---------- Record set ----------

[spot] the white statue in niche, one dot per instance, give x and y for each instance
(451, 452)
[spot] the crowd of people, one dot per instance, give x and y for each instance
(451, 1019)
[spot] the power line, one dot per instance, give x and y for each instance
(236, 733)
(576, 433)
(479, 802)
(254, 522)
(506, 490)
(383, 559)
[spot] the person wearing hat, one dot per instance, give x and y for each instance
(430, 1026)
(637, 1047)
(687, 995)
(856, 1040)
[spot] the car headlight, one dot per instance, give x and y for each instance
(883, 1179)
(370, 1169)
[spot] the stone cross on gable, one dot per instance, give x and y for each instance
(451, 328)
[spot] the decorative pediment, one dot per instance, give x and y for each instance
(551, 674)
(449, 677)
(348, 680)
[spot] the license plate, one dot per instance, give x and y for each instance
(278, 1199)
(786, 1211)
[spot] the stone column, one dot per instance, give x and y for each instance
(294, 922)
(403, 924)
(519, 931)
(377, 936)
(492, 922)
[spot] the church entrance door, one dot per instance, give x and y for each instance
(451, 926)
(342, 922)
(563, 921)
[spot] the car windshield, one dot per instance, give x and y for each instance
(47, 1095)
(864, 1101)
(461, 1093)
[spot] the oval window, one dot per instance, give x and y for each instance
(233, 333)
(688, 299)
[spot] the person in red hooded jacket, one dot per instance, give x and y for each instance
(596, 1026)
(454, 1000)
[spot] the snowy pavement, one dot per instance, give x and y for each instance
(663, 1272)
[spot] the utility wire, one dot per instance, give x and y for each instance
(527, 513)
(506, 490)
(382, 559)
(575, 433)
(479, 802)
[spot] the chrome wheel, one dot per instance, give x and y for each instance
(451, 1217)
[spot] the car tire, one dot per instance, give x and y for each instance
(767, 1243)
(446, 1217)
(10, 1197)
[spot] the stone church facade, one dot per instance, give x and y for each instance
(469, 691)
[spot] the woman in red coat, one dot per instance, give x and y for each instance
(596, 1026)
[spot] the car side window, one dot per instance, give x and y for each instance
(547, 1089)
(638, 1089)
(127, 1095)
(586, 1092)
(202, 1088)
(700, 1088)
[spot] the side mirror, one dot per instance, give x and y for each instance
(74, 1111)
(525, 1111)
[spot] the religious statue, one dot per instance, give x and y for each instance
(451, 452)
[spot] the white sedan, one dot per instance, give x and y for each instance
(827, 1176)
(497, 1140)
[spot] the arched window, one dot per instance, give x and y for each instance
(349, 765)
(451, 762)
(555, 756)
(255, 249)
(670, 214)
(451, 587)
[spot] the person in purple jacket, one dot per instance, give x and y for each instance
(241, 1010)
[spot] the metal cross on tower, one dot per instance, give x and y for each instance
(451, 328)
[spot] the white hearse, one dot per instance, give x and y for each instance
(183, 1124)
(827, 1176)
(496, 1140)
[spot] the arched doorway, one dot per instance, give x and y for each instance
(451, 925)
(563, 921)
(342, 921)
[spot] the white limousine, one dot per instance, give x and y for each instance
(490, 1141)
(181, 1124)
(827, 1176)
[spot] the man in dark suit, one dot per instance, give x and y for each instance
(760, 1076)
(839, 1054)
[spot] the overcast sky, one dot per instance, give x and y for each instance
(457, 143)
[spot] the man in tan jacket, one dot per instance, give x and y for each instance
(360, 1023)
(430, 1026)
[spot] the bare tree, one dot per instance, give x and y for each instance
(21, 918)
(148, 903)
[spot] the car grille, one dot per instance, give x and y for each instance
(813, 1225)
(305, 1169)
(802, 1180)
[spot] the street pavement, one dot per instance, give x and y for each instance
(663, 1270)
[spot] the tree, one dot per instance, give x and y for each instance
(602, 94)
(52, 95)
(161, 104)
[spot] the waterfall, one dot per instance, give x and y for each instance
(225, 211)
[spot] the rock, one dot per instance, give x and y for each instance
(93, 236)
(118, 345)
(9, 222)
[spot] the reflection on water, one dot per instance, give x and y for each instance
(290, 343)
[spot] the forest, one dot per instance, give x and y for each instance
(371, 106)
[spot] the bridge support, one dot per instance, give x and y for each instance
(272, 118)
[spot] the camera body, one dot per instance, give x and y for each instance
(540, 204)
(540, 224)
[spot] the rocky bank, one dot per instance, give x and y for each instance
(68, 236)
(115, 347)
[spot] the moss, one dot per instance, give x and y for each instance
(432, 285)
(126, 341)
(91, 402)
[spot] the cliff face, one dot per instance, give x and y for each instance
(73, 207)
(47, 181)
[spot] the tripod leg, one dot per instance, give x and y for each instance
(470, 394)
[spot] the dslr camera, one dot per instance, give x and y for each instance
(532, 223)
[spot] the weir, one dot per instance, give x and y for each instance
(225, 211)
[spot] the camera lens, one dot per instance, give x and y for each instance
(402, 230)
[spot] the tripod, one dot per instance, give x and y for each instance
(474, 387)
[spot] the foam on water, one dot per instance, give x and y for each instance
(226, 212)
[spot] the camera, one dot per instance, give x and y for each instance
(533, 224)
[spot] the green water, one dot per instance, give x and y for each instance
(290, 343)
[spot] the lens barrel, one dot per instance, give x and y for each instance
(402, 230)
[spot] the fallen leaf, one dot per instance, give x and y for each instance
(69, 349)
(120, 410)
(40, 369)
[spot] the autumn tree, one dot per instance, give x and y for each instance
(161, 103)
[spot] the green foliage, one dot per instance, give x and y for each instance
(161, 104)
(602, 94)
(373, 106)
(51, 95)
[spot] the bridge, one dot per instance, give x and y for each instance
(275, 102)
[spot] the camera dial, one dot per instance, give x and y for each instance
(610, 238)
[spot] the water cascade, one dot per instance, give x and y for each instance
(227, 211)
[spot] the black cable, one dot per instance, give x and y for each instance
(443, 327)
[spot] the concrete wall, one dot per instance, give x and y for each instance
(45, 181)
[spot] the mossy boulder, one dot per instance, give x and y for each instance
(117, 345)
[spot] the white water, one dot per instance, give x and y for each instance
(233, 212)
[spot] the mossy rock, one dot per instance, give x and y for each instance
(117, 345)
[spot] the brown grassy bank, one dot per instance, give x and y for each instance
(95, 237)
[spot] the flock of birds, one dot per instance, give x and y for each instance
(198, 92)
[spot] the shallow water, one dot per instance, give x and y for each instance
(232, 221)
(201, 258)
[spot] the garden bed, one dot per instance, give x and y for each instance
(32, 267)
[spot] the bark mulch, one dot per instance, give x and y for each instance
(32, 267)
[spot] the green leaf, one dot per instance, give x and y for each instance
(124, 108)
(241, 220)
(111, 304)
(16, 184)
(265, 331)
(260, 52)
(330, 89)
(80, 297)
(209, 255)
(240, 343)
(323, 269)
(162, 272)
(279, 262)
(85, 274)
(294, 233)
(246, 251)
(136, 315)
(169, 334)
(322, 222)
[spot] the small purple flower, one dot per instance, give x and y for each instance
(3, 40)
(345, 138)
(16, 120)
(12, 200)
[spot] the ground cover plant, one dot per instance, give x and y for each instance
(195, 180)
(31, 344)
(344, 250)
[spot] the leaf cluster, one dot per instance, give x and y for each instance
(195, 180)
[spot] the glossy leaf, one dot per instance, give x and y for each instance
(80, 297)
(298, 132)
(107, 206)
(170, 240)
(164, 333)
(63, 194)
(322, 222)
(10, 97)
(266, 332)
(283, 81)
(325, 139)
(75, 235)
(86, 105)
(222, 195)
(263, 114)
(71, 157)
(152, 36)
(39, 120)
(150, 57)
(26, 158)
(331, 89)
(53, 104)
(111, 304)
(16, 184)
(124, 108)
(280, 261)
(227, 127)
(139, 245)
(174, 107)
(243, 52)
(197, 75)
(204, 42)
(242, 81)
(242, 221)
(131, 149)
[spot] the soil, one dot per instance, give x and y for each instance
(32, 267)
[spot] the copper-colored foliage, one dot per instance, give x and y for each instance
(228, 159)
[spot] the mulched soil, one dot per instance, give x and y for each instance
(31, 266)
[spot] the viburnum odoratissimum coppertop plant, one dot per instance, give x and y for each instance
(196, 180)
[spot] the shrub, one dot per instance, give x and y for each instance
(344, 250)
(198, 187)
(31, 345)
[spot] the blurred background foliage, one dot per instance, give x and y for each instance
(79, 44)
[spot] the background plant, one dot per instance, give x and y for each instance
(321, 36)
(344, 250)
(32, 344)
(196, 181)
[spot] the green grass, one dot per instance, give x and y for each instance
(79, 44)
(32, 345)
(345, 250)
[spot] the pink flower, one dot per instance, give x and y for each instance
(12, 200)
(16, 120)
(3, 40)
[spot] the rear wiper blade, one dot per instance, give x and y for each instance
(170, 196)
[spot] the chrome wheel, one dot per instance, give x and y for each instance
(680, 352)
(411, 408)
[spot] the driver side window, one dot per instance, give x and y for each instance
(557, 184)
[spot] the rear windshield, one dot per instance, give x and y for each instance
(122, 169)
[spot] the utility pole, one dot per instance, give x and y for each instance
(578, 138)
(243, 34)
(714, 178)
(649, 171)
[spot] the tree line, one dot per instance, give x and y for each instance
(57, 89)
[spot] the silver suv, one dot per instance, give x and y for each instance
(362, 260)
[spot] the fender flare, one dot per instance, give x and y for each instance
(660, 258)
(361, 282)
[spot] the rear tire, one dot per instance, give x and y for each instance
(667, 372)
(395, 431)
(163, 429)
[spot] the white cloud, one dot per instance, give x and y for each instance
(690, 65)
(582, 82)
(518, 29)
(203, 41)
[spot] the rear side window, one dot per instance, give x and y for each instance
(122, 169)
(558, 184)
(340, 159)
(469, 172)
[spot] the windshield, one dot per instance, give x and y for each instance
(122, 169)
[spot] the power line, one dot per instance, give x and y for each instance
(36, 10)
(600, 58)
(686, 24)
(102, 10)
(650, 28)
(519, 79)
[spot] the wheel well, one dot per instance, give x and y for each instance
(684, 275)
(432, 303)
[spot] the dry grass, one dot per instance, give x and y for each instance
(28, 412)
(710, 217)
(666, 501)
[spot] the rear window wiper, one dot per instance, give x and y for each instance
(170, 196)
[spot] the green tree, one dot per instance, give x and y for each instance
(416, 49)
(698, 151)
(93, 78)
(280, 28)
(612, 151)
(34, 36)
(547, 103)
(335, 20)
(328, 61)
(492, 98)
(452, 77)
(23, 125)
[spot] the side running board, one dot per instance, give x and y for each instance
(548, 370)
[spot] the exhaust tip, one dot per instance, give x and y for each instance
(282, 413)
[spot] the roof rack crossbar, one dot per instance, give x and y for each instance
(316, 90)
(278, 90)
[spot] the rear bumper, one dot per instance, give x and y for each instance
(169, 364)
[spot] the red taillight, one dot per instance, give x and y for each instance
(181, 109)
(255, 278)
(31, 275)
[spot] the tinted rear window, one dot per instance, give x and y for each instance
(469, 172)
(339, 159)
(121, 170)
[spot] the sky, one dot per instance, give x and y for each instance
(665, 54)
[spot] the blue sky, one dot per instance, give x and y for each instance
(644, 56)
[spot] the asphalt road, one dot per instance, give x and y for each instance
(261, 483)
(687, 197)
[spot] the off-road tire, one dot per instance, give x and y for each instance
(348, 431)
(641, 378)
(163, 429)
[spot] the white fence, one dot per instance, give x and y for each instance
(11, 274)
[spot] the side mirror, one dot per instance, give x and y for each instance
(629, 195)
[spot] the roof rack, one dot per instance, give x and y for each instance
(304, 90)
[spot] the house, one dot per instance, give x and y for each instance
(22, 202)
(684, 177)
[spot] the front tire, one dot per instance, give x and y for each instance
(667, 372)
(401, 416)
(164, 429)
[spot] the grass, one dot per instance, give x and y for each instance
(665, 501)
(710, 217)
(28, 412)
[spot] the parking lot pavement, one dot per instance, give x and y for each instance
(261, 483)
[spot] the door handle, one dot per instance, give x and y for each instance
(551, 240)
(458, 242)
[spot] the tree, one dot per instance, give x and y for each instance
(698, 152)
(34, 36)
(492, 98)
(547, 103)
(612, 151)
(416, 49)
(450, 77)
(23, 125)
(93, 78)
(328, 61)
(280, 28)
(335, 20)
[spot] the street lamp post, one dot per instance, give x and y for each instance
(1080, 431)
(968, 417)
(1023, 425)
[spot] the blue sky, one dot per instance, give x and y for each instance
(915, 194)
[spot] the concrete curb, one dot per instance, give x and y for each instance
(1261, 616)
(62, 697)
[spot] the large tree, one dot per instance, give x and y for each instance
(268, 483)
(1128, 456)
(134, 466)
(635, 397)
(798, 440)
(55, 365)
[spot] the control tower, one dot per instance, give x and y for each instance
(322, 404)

----------

#### Requirement:
Starting at the line that contains "[spot] the control" and continuing through the end of the records, lay out each line as a row of a Markdown table with the columns Row and Line. Omit blank lines.

#### Solved problem:
| Row | Line |
|---|---|
| 1 | [spot] the control tower, one dot per instance, give x and y for each instance |
| 2 | (322, 404) |